Texte fourni —
= = = =
Economie 0 (2007)
Économie 0 n’est pas un slogan, un logo, une recette encore moins un manifeste. Économie 0 n’est pas la négation de l’économie.
Jusqu’à présent l’économie a été conçue en termes de + et de -, de profits et de pertes, de bilans, construisant une temporalité: une attente, espoir et menace tout à la fois selon l’action projetée. On aura beau expliquer que l’économie se limite à une approche objective et chiffrée, il semble bien difficile de la distinguer d’une machinerie des affects.
Économie 0 est un concept permettant de décrire certains phénomènes contemporains où les dépenses et les gains sont équilibrés et pour ainsi dire s’annulent. La production artistique en est le champ d’application privilégié mais non-exclusif.
Économie 0 ne s’oppose donc pas au libéralisme économique, à la mondialisation. Nous savons combien la critique est intégrée d’avance par le système dénoncé qui se nourrit de telles dialectiques. Nous savons combien critique et critiqué se valident l’un l’autre par un jeu croisé. Nous savons combien toutes contre-propositions au pouvoir dominant est un reflet de son emprise, une justification de sa position, nous qui sommes dans des démocraties représentatives (mimesis).
Mais que faut-il alors entendre par « neutralisation »? Qu’est-ce que le neutre appliqué à l’espace écomomique? Il s’agit simplement d’une manière de s’organiser afin que nous ne soyons ni à l’intérieur ni à l’extérieur du système des échanges. Cette logique du « ni ni » n’est pas une manière de suspendre l’économie, encore moins de la dénoncer, il ne s’agit pas d’une attitude passive mais la mise en place de stratégies du neutre.
Les pertes et les profits mesurent et construisent des affects, crainte et satisfaction, attente ou précipitation, défense ou prédation. Ces affects diminuent la puissance des flux et des devenirs en retenant, en délivrant et en identifiants (« c’est mon flux » ou « c’est ton flux »).
Avec l’économie 0 il s’agit de laisser les flux couler. Extraction, coupure, décodage et encodage des flux sont des fonctions de production non de bilan. Le bilan arrête l’écoulement conçu comme une hémorragie à soigner.
= = = =
Informations fournies —
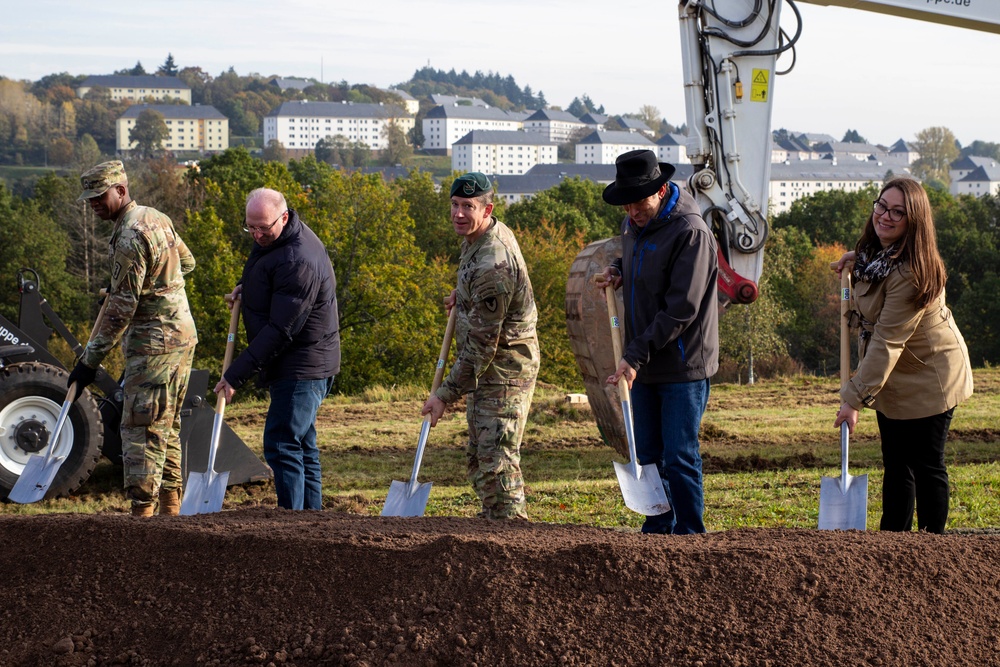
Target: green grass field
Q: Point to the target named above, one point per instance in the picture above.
(765, 448)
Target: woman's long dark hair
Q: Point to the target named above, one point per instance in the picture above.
(918, 246)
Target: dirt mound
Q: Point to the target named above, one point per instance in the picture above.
(269, 587)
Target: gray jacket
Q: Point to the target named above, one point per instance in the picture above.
(669, 270)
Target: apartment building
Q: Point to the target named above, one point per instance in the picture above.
(556, 126)
(445, 124)
(793, 180)
(634, 125)
(541, 177)
(138, 88)
(964, 166)
(192, 128)
(672, 148)
(981, 181)
(604, 147)
(300, 124)
(501, 152)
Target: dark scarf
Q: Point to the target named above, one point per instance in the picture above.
(873, 268)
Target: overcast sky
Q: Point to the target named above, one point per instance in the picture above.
(884, 76)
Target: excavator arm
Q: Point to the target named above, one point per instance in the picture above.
(730, 57)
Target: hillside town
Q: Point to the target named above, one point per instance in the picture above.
(525, 151)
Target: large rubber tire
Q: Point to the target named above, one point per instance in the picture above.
(31, 397)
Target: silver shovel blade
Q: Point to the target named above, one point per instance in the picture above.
(843, 506)
(404, 500)
(35, 479)
(204, 493)
(642, 491)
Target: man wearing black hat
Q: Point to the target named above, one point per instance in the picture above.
(668, 271)
(497, 349)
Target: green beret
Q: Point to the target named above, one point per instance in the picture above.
(469, 185)
(97, 180)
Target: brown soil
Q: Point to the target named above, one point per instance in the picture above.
(270, 587)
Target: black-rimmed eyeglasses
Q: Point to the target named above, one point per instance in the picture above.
(895, 214)
(262, 230)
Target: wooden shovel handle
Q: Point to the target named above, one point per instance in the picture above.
(449, 332)
(845, 333)
(616, 338)
(234, 323)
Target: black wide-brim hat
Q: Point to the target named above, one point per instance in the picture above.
(637, 175)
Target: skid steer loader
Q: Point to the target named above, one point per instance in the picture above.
(33, 387)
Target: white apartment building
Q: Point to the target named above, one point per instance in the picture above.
(555, 125)
(445, 124)
(501, 152)
(298, 125)
(672, 148)
(192, 128)
(981, 181)
(605, 147)
(794, 180)
(964, 166)
(138, 88)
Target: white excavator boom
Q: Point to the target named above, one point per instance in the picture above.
(731, 54)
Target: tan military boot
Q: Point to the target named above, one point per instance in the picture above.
(142, 510)
(170, 502)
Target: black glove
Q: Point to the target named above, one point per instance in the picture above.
(83, 376)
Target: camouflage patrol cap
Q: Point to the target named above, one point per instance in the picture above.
(97, 180)
(472, 184)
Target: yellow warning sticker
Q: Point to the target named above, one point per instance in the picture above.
(759, 85)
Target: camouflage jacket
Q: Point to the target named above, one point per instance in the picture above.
(495, 328)
(147, 303)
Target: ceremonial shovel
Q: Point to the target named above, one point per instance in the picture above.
(641, 486)
(205, 491)
(410, 498)
(39, 471)
(843, 501)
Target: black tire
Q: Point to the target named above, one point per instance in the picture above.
(31, 396)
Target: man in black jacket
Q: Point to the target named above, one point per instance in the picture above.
(289, 297)
(668, 270)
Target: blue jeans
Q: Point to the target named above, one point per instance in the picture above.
(290, 442)
(667, 418)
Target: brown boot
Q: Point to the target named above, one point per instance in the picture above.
(142, 510)
(170, 502)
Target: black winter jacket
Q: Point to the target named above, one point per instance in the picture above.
(669, 270)
(289, 310)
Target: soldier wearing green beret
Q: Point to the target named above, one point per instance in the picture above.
(497, 359)
(147, 311)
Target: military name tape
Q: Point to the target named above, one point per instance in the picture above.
(7, 336)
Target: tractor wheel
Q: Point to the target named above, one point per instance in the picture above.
(31, 397)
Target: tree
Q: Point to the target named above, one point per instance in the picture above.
(30, 238)
(852, 136)
(650, 115)
(168, 68)
(60, 151)
(938, 148)
(149, 132)
(430, 207)
(982, 149)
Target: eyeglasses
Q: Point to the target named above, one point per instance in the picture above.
(895, 214)
(262, 230)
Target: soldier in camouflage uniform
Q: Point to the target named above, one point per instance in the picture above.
(497, 360)
(147, 309)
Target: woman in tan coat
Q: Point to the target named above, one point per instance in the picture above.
(914, 366)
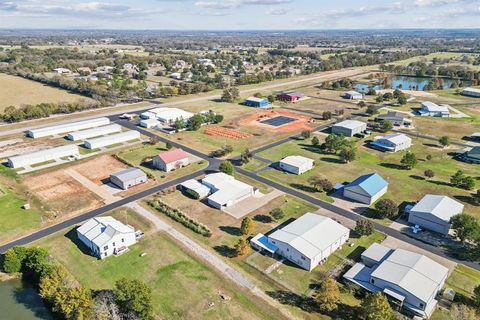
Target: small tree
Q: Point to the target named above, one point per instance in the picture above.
(348, 154)
(328, 295)
(247, 226)
(386, 126)
(444, 141)
(306, 134)
(376, 307)
(465, 227)
(386, 208)
(429, 173)
(364, 227)
(242, 248)
(277, 214)
(227, 167)
(409, 161)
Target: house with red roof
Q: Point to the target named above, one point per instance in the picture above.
(170, 160)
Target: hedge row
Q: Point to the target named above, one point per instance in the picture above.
(180, 217)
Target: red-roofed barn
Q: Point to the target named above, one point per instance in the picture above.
(170, 160)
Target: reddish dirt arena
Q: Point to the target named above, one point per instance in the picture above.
(226, 133)
(301, 122)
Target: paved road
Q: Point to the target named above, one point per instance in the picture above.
(324, 76)
(226, 270)
(353, 216)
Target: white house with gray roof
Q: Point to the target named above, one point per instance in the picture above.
(434, 212)
(105, 236)
(309, 240)
(408, 279)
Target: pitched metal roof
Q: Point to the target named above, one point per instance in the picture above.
(310, 234)
(370, 183)
(442, 207)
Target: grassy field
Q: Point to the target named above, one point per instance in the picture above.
(13, 219)
(300, 280)
(405, 185)
(183, 288)
(16, 91)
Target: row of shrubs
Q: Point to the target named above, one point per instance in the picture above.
(180, 217)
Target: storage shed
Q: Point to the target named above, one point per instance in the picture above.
(67, 127)
(112, 139)
(349, 128)
(128, 178)
(94, 132)
(43, 156)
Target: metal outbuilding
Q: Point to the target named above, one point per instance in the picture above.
(112, 139)
(36, 157)
(128, 178)
(67, 127)
(94, 132)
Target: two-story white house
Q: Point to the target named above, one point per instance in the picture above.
(105, 236)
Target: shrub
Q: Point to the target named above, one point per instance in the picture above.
(180, 217)
(386, 208)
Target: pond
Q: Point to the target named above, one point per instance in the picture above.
(408, 83)
(22, 302)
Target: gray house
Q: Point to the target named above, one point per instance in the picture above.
(408, 279)
(128, 178)
(434, 212)
(349, 128)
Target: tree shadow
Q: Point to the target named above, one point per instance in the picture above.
(72, 236)
(225, 251)
(233, 231)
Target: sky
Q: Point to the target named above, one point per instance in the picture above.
(238, 14)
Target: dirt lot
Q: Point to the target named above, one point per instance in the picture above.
(99, 168)
(16, 91)
(62, 193)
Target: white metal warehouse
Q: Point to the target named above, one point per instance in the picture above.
(29, 159)
(94, 132)
(112, 139)
(67, 127)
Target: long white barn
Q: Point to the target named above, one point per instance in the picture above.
(112, 139)
(29, 159)
(94, 132)
(67, 127)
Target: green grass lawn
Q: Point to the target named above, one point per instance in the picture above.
(13, 219)
(182, 287)
(300, 280)
(404, 185)
(463, 280)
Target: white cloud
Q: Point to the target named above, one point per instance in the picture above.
(276, 11)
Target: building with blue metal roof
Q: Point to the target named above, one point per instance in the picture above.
(366, 189)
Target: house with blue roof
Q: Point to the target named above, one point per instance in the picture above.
(366, 189)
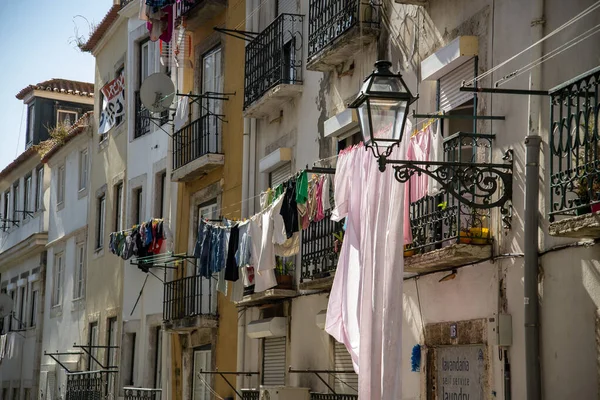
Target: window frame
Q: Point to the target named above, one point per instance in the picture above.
(61, 175)
(84, 162)
(80, 272)
(63, 111)
(58, 273)
(100, 221)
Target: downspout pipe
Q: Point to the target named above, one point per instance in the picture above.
(531, 217)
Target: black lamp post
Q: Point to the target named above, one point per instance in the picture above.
(382, 106)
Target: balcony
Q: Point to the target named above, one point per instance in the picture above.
(197, 12)
(273, 72)
(448, 232)
(284, 272)
(142, 394)
(574, 158)
(142, 118)
(331, 396)
(334, 31)
(197, 148)
(190, 303)
(91, 385)
(321, 244)
(250, 394)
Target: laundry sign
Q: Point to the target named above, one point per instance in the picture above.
(460, 372)
(113, 105)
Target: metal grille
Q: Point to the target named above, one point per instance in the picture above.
(450, 95)
(331, 396)
(330, 19)
(345, 383)
(197, 139)
(142, 117)
(274, 361)
(142, 394)
(575, 146)
(91, 385)
(188, 297)
(442, 220)
(274, 57)
(320, 248)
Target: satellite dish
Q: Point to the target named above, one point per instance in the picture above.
(6, 305)
(157, 92)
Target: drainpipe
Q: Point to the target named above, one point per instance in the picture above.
(245, 163)
(532, 179)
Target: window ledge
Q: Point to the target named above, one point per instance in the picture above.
(82, 193)
(56, 311)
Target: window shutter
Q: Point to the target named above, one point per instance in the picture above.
(280, 175)
(343, 362)
(450, 95)
(274, 361)
(202, 361)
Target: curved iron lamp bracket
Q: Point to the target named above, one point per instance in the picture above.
(473, 184)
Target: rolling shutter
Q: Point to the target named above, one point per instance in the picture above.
(450, 95)
(343, 362)
(280, 175)
(202, 362)
(274, 361)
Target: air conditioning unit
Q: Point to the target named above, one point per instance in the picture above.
(284, 393)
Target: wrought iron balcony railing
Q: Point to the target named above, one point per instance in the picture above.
(142, 393)
(447, 218)
(331, 396)
(196, 139)
(320, 248)
(189, 297)
(575, 146)
(331, 19)
(142, 118)
(274, 57)
(250, 394)
(92, 385)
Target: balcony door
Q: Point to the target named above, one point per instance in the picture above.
(211, 108)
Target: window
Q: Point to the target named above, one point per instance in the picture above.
(27, 194)
(158, 358)
(66, 118)
(138, 198)
(83, 169)
(6, 213)
(212, 81)
(39, 186)
(202, 362)
(79, 287)
(30, 124)
(119, 207)
(100, 218)
(111, 359)
(119, 119)
(162, 192)
(33, 308)
(92, 343)
(58, 279)
(60, 184)
(16, 201)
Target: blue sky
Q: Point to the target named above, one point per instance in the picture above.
(36, 36)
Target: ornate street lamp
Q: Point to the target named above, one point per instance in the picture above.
(382, 106)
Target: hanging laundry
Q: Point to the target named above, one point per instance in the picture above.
(437, 154)
(289, 209)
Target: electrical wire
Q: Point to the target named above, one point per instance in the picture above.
(579, 16)
(560, 49)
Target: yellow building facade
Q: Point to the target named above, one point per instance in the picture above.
(210, 183)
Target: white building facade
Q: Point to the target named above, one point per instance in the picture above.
(463, 295)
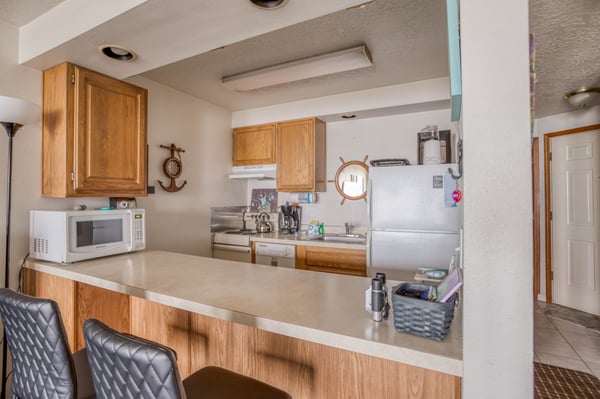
= = = =
Problèmes et tâches —
1. Réécrivez un extrait du texte sur l'économie 0 en commençant aux mots « Économie 0 n’est pas un » et en vous arrêtant après « privilégié mais non-exclusif. ». Remplacez-y « machinerie » par « mécanique ».
2. D'après le texte sur l'économie 0, quel est le champ d'application privilégié de ce concept ?
Les enregistrements ne jouent aucun rôle ici.

Réponses par tâche —
1.
Économie 0 n’est pas un slogan, un logo, une recette encore moins un manifeste. Économie 0 n’est pas la négation de l’économie.
Jusqu’à présent l’économie a été conçue en termes de + et de -, de profits et de pertes, de bilans, construisant une temporalité: une attente, espoir et menace tout à la fois selon l’action projetée. On aura beau expliquer que l’économie se limite à une approche objective et chiffrée, il semble bien difficile de la distinguer d’une mécanique des affects.
Économie 0 est un concept permettant de décrire certains phénomènes contemporains où les dépenses et les gains sont équilibrés et pour ainsi dire s’annulent. La production artistique en est le champ d’application privilégié mais non-exclusif.

2. La production artistique.